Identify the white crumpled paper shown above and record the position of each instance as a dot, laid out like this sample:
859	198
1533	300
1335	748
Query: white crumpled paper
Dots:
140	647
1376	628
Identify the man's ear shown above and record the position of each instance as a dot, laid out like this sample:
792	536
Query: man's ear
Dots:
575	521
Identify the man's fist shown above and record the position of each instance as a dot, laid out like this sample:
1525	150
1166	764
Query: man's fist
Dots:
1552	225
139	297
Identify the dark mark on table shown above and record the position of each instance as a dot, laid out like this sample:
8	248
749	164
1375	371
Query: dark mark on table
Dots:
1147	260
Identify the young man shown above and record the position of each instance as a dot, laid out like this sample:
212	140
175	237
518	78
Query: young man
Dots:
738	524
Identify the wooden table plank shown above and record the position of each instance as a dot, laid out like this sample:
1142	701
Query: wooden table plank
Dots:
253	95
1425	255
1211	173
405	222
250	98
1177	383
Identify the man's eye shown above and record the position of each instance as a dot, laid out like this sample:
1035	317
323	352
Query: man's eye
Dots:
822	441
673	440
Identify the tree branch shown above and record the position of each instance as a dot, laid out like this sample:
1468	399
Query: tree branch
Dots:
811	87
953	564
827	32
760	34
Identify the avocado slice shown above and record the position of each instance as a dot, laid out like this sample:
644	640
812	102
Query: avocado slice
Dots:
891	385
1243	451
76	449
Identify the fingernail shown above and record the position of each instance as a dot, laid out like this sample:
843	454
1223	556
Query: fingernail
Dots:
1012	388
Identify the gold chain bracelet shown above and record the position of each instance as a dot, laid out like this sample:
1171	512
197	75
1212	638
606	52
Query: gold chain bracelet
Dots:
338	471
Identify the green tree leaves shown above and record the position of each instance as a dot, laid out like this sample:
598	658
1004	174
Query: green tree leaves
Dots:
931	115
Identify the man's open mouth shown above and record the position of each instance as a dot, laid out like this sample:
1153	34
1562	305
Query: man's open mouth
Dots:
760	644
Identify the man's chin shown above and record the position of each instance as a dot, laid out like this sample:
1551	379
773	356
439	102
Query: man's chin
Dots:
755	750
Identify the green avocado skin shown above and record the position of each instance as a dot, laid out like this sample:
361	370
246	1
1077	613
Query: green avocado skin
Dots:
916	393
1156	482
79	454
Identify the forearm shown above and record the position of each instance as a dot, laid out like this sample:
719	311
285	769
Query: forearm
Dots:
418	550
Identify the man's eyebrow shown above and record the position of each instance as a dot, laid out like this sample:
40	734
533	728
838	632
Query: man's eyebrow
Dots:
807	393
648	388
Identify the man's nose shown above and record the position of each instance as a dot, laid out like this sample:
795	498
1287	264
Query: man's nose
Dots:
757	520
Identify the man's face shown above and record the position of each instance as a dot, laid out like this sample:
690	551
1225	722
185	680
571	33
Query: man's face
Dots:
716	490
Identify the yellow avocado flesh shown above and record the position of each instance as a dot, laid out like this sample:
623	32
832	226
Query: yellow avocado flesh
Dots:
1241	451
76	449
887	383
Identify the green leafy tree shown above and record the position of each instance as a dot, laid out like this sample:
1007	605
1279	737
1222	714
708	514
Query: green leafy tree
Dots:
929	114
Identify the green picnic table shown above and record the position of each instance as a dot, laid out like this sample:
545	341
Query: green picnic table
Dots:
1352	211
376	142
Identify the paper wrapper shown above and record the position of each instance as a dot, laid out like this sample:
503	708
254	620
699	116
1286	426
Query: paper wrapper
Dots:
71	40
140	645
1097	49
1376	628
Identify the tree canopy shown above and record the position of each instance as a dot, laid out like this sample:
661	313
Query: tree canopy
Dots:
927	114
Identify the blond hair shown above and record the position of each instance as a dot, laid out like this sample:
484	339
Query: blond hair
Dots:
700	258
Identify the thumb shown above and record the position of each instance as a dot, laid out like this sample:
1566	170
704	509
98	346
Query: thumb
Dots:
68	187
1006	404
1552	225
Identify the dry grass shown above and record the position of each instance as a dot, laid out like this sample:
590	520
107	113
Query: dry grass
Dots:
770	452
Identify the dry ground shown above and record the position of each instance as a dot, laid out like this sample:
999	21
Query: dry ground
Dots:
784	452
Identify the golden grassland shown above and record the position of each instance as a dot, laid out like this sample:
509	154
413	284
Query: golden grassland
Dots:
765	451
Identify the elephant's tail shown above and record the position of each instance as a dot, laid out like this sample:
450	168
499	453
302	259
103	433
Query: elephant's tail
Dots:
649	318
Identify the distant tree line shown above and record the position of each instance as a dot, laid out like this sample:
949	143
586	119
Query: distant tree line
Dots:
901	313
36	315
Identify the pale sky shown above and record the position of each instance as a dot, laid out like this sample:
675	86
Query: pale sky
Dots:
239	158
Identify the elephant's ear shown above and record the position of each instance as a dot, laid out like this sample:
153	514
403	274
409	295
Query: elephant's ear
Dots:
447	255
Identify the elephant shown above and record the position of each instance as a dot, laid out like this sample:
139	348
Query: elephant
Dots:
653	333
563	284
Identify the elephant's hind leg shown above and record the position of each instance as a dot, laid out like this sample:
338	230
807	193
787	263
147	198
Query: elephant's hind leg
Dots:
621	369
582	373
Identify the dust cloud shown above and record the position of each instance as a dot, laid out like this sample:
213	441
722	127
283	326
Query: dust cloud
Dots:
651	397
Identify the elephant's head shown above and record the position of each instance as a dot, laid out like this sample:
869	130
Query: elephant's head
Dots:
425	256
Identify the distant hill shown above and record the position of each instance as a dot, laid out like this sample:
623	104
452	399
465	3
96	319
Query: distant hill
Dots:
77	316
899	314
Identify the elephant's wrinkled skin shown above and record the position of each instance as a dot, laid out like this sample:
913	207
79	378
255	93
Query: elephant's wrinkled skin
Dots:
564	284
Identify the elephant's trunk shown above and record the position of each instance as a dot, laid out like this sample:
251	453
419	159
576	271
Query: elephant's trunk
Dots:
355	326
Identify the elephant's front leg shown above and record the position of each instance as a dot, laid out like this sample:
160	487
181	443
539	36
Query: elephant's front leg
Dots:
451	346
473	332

—————

_WHAT TO DO_: Repeat the material above in full, quoting it exactly.

_EXERCISE RESPONSE_:
Identify the white crumpled paper shown above and record the position of each instance as a dot, laid out like this sample:
859	198
1533	300
1335	748
Query: white crumpled paper
Dots:
140	647
1376	628
Identify the man's ear shown above and record the position of each instance as a dot, laid out like this sample:
792	536
Query: man's ear
Dots:
575	521
Identify the man's fist shown above and record the position of each instance as a dot, laid out like this sample:
1525	150
1166	764
Query: man's fist
Dots:
1552	225
139	297
Identify the dark mark on table shown above and record the position of each instance as a dot, laid out like this sample:
8	248
749	164
1375	371
Query: dark mark on table
Dots:
1147	260
Identify the young man shown above and record the position of each instance as a dot, laid out like this sample:
212	140
175	237
518	78
Query: young man
Dots:
738	524
Identify the wooden table plank shown above and record the position of each instance as a dot, laid out like this sample:
1142	701
Query: wooden table plank
Dots:
253	95
1425	255
1211	173
405	222
250	98
1177	383
Identify the man's eye shown above and record the position of each instance as a dot, laid out like this sample:
1035	317
323	352
Query: man's eye
Dots:
822	441
673	440
Identify the tree branch shown above and record the position of each instance as a dot, laid out like this sample:
1468	399
Query: tree branch
Dots:
811	87
953	564
827	32
760	34
Identify the avocado slice shown above and record the position of each instance as a dot, laid out like this sample:
644	640
812	102
Query: avocado slice
Dots:
891	385
1243	451
76	449
Identify the fingernail shown above and record the position of each instance as a dot, laid out like this sample:
843	454
1223	556
Query: fingernail
Dots:
1012	388
Identify the gold chain bracelet shown above and record the position of each instance as a dot, laid out like this sample:
1171	512
197	75
1212	638
606	52
Query: gold chain bracelet
Dots:
338	471
Identify the green tree leaves shown above and record the position of each instance as a dot, laid out like this sample:
598	658
1004	174
Query: green tree leaves
Dots:
931	115
Identify the man's open mouth shown above and record the position of each instance as a dot, laid out like this sample:
1153	34
1562	305
Query: man's open mouth
Dots:
760	644
Identify the man's chin shown above and record the position of each instance as a dot, laid out like this sample:
1551	379
773	356
439	102
Query: man's chin
Dots:
755	750
Identify the green avocado skin shown above and record the position of each instance as a dot, laid out like this sample:
361	370
246	1
1077	613
Query: green avocado skin
Dots:
916	393
1156	482
79	454
Identify the forearm shown above and record the position of each instance as a dot, laid out like this sample:
719	311
285	769
Query: forearm
Dots:
418	550
Identify the man's eyebrow shown above and record the position of each instance as a dot, laid out like this sample:
40	734
533	728
838	632
Query: man's eyebrow
Dots:
807	393
648	388
Identify the man's nose shown above and record the position of each instance as a dot, laid out like this sample:
795	498
1287	264
Query: man's nose
Dots:
757	520
Identify the man's face shown above and record the position of each instance as a dot, laid out like this sample:
690	551
1225	722
185	680
571	33
Query: man's face
Dots:
716	490
Identify the yellow avocado flesh shown above and record the position of each instance as a dot, laid out like this sample:
623	32
832	226
Query: yellow avocado flesh
Dots:
1241	451
76	449
887	383
Identify the green leafy tree shown above and record the position of each instance as a dot, laid out like this sample:
1007	605
1279	737
1222	714
708	514
Query: green leafy tree
Dots:
929	114
Identify the green picnic table shown above and record the position of each instance as a dot, laid out like this sample:
545	341
Query: green picnic table
Dots:
1352	211
376	142
Identify the paper wrapper shown above and record the position of each instance as a dot, laid out like this sample:
503	708
254	620
699	116
1286	426
Query: paper wrapper
Dots:
71	40
140	645
1097	49
1376	628
Identify the tree canopy shown above and record the position of each instance as a dot, laid out like this sample:
661	313
Query: tree canopy
Dots:
927	114
Identify the blond hair shown above and record the position of each instance as a dot, laid out like this sample:
484	339
Query: blond hair
Dots:
700	258
Identify the thumb shown above and record the position of each instance as a dot, laid out like this sample:
1566	170
704	509
98	346
Query: thumb
Dots:
68	187
1006	404
1552	225
Identify the dry grass shown above and record the position of each instance as a dot, laid out like this sample:
590	520
107	113
Query: dry grass
Dots:
770	452
Identify the dry ground shown above and record the position of each instance as a dot, laid out like this sample:
999	21
Query: dry ground
Dots:
784	452
Identify the golden grassland shown above and record the position of each instance as a dot, laid out like this sample:
509	154
413	284
Query: golden grassland
Dots:
765	451
Identify the elephant's tail shown above and record the position of each instance as a dot, laid out like this sample:
450	168
499	453
302	259
103	433
Query: elephant's tail
Dots:
649	318
Identify the distant tree line shown above and record the position of each instance as a dot, laid out like this sample:
949	143
586	119
Query: distant tree line
Dots:
901	313
36	315
Identify the pale sky shown above and record the position of each instance as a dot, laid out like this sample:
675	86
Query: pale sky
Dots:
239	158
Identify the elephant's ear shown above and record the position of each instance as a dot, laid out like this sample:
153	514
403	274
409	295
Query: elephant's ear
Dots:
447	255
Identify the elephant shown above and record the position of each instance as a dot, laid out like this sample:
139	348
Query: elephant
Dots:
653	333
563	284
Identify the elephant's hind leg shown above and record the position of each instance as a dot, laid out like this sample:
338	230
807	193
787	263
147	198
Query: elephant's hind leg
Dots:
621	369
582	373
Identify the dust cloud shown above and record the position of each instance as a dot, laid out like this sample:
213	441
722	127
283	326
Query: dust cloud
Dots:
651	397
Identify the elephant's head shown above and record the position of each instance as a dot, laid out like this sample:
869	130
Query: elephant's head
Dots:
425	256
Identify the distant hill shown above and record the position of each instance as a dot, laid out like this sample:
623	104
452	399
465	3
96	319
Query: distant hill
Dots:
77	316
899	314
Identify the elephant's wrinkled skin shown above and record the position of each instance as a dot, laid out like this sample:
913	207
79	378
255	93
Query: elephant's wrinkled skin
Dots:
564	284
Identify the elephant's trunk shown above and record the position of each instance as a dot, laid out like this sample:
251	453
419	159
576	271
Query: elephant's trunk
Dots:
355	326
Identify the elephant's front leg shown above and record the position of each instance as a dot, laid out like this sample:
160	487
181	443
539	36
Query: elephant's front leg
Dots:
451	346
473	332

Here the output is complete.